## WORK TO BE COMPLETED
Put the lines below into a Markdown table with the columns "Number" and "Text", one row per line, omitting any blank lines. Include only the lines starting at the one that contains "Mark every instance of the red jersey" and ending with the last line, both included.

## DATA SUPPLIED
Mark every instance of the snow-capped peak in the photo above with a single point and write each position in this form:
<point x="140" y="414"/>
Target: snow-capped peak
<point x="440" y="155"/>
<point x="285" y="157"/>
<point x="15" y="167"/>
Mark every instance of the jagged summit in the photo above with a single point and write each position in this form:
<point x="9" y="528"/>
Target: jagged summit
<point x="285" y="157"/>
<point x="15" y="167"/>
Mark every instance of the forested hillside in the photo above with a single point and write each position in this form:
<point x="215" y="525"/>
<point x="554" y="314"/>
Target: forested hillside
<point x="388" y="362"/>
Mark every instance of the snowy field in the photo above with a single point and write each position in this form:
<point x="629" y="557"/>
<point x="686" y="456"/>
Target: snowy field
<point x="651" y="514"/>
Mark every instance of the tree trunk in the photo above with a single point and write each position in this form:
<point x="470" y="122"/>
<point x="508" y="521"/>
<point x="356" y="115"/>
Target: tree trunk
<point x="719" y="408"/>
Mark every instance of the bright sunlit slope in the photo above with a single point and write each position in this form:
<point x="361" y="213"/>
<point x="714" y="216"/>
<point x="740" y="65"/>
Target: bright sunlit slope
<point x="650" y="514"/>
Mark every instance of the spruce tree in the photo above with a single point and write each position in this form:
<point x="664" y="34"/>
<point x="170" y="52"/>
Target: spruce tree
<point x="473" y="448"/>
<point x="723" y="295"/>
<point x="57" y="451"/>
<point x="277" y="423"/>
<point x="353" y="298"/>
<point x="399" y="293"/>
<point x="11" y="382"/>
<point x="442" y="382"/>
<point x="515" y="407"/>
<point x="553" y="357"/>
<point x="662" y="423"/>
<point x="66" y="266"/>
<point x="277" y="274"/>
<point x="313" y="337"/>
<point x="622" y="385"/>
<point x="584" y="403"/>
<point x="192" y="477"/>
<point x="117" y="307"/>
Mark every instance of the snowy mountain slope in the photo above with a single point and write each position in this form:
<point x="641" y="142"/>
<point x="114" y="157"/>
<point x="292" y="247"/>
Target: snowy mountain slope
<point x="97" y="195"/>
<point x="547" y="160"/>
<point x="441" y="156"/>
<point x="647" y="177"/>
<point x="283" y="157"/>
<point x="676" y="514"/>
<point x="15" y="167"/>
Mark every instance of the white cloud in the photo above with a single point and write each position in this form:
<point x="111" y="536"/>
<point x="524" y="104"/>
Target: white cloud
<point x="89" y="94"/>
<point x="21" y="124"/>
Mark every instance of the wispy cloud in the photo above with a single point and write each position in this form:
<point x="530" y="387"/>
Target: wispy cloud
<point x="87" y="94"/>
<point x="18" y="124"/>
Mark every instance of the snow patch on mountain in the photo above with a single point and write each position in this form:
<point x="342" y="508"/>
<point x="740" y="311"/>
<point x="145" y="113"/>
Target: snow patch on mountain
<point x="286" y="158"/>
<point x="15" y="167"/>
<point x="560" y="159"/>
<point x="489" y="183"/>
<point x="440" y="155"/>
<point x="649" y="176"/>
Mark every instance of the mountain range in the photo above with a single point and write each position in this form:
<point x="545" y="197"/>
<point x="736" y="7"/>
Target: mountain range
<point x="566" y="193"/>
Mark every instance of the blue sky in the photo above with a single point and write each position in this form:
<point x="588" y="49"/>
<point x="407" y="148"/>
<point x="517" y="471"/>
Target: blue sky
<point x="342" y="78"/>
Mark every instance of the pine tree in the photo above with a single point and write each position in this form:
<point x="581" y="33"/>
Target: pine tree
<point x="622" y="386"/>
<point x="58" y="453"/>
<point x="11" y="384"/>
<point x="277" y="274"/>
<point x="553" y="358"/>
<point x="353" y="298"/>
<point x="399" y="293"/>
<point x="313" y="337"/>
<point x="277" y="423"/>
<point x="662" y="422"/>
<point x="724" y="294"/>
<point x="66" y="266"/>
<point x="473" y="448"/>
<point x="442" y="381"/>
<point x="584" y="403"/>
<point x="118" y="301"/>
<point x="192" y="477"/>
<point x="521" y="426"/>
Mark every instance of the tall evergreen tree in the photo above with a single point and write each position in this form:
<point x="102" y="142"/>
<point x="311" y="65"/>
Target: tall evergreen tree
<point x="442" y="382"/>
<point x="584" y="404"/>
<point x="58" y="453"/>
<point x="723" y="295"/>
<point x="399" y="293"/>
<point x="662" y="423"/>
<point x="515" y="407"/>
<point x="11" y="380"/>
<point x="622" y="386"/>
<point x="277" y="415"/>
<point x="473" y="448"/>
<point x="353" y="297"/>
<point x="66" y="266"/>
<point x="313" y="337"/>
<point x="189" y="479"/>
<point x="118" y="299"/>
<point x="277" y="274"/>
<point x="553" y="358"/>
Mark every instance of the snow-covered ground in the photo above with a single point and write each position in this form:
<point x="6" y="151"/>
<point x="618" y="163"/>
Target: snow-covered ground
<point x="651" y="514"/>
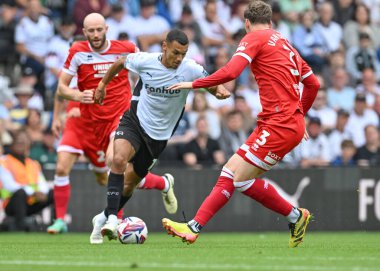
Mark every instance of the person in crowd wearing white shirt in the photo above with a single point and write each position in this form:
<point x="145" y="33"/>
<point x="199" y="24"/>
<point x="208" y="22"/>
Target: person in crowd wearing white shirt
<point x="338" y="134"/>
<point x="321" y="110"/>
<point x="330" y="31"/>
<point x="33" y="33"/>
<point x="315" y="151"/>
<point x="150" y="29"/>
<point x="359" y="118"/>
<point x="340" y="95"/>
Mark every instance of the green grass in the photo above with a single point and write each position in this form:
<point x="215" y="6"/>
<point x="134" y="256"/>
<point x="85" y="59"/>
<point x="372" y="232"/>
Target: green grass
<point x="223" y="251"/>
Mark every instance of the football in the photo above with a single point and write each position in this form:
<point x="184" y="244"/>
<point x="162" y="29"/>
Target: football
<point x="132" y="230"/>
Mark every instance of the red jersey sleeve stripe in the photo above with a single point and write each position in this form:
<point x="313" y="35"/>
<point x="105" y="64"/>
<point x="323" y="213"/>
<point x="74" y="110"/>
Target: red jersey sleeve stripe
<point x="247" y="57"/>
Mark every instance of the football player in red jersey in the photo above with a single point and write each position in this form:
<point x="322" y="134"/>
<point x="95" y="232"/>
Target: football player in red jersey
<point x="279" y="70"/>
<point x="89" y="61"/>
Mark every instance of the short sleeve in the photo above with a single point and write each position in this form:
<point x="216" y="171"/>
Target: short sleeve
<point x="133" y="62"/>
<point x="305" y="71"/>
<point x="71" y="65"/>
<point x="198" y="71"/>
<point x="248" y="47"/>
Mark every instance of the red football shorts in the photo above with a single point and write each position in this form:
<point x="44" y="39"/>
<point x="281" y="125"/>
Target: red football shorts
<point x="78" y="137"/>
<point x="269" y="143"/>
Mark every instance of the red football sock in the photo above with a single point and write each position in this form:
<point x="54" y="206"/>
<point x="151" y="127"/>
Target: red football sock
<point x="61" y="200"/>
<point x="264" y="193"/>
<point x="219" y="196"/>
<point x="120" y="213"/>
<point x="152" y="181"/>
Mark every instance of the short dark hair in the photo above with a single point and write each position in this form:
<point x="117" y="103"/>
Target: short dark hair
<point x="258" y="12"/>
<point x="178" y="36"/>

## WORKED ANSWER
| Number | Text |
|---|---|
| 1 | Mark every instance of the red jersey sleeve stripe in the photo above with a single point and write each position in this form: |
| 2 | <point x="313" y="35"/> |
| 3 | <point x="105" y="64"/> |
| 4 | <point x="323" y="213"/> |
| 5 | <point x="74" y="110"/> |
| 6 | Target: red jersey sleeve stripe |
| 7 | <point x="247" y="57"/> |
| 8 | Mark every instance of the football player in red jersey in the photo above with a single point and write each position in this form: |
| 9 | <point x="322" y="134"/> |
| 10 | <point x="95" y="232"/> |
| 11 | Target: football player in red jersey |
| 12 | <point x="279" y="70"/> |
| 13 | <point x="89" y="61"/> |
| 14 | Mark every instance of the short sleeve in the photo above with a single point and write each position in this form: |
| 15 | <point x="216" y="171"/> |
| 16 | Target: short sleeve |
| 17 | <point x="133" y="62"/> |
| 18 | <point x="305" y="71"/> |
| 19 | <point x="71" y="65"/> |
| 20 | <point x="198" y="71"/> |
| 21 | <point x="248" y="47"/> |
| 22 | Mark every instance of the red football shorts in the photo above with a single point and write each position in this form: |
| 23 | <point x="44" y="39"/> |
| 24 | <point x="281" y="125"/> |
| 25 | Target: red football shorts |
| 26 | <point x="78" y="137"/> |
| 27 | <point x="269" y="143"/> |
| 28 | Mark every instance of the red football sock in the photo above with a single point and write each position in this form: |
| 29 | <point x="54" y="206"/> |
| 30 | <point x="151" y="127"/> |
| 31 | Target: red football sock |
| 32 | <point x="61" y="200"/> |
| 33 | <point x="264" y="193"/> |
| 34 | <point x="219" y="196"/> |
| 35 | <point x="120" y="213"/> |
| 36 | <point x="152" y="181"/> |
| 37 | Mark every instance of the short dark hair in the photo above with a single point and write each position in this form: |
| 38 | <point x="117" y="103"/> |
| 39 | Target: short dark hair |
| 40 | <point x="258" y="12"/> |
| 41 | <point x="178" y="36"/> |